* _Exercise directions_:
Give back exactly the lines from the beginning of the listing below to the line holding "Target: grey cloud", both ends included; the pictures stay out.

* _Given information_:
┌──

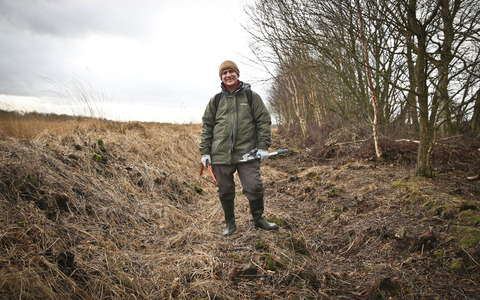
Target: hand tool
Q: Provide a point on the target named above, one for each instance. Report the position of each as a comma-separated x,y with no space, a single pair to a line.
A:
248,156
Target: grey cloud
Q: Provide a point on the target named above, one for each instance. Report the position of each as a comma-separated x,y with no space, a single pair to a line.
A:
64,18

└──

* _Expected answer_:
Target: hand tool
Q: Provide a point on the target named above, one for each instance. Report the position of each as a comma-separated x,y with no space, a single pair to a line.
A:
248,156
Target: grey cloud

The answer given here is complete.